• Supplied passage
If they are actually the ones producing the product/service (a photographer, for example), I’d argue that they should get paid in the COGS line for photographing an event, and if they are also doing run-the-business work (marketing, operations, sales), I’d argue they should get paid in the Operating Expenses line, too. 

And then they still might get a profit distribution. They should, in fact! 

These numbers might start off small, but this is the best profit habit/hygiene you can do from the beginning: build in payments in all the proper places. As revenue grows, so will your pay. And you can replace yourself in healthy ways, creating a company vs. just a job*. 

→ Business owners pay taxes on all unspent profit, even the money that gets put in savings. This is where pulling out a good portion of profit for taxes is helpful. This is also why businesses often do funny things at the end of the year, like paying for annual subscriptions or paying contractors sooner. 

→ A healthy profit margin depends on the industry, but 10-20% is a general Net Profit Margin target range. Too little, and you’re just one issue away from losing money. Too much, and something is likely broken in your model: Are you taking an owner's salary? Are you spending enough on sales to keep going? Is what you’re doing too easily replicable? 

*Sometimes you may not be creating a company where you are hiring other people and eventually replacing yourself; you really are just creating your dream job. This is totally okay. In fact, that’s amazing! You’re creating your dream job!! I still recommend developing a model like this and budgeting in a healthy profit margin, but your model will just be way less complicated. I highly recommend asking yourself this question early on (and reevaluating often): Am I building a company or a job? 

Let’s look at some (super, super simplified) examples in action:

Imagine a business that makes and sells purses. 

  • Revenue: They sold 10,000 purses at $100 each, so their total revenue was $1,000,000. 

  • Cost of Goods Sold: It cost $20 to pay for the leather, thread, zippers and grommets needed for each purse, and it cost $20 to pay a craftsman to create each purse. The total COGS is therefore $400,000. This is the money needed to create the actual product. 

  • Gross Profit: $1,000,000 - $400,000 = $600,000 (This is a Gross Profit Margin of 60%). 

  • Operating Expenses: This is the money needed to run the business, whether they sell 1 or 10,000 purses (in theory). They spent $450,000 total on Facebook ads, an office/warehouse space, design, web hosting, the owner’s salary, a fractional bookkeeper, etc etc etc. Everything not included in the cost of creating one purse is included here. 

  • Net Profit: $600,000 - $450,000 = $150,000 (This is a Net Profit of 15%).

• Given instruction a
Rewrite the rows from the pointing dataset as a numbered list, omitting any blank lines.
The rows that follow are unrelated to the passage above.

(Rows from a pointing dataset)
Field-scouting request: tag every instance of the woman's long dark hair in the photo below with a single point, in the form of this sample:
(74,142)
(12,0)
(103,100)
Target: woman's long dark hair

• Given instruction b
Answer these questions from the passage on business profit, one per line, marking each answer as the question is marked:
(i) What general Net Profit Margin target range does the passage give?
(ii) In the purse example, how many purses were sold, and at what price each?
(iii) How much did the purse business spend in total on operating expenses?

• Written solution a
1. Field-scouting request: tag every instance of the woman's long dark hair in the photo below with a single point, in the form of this sample:
2. (74,142)
3. (12,0)
4. (103,100)
5. Target: woman's long dark hair

• Written solution b
(i) 10-20%.
(ii) 10,000 purses at $100 each.
(iii) $450,000.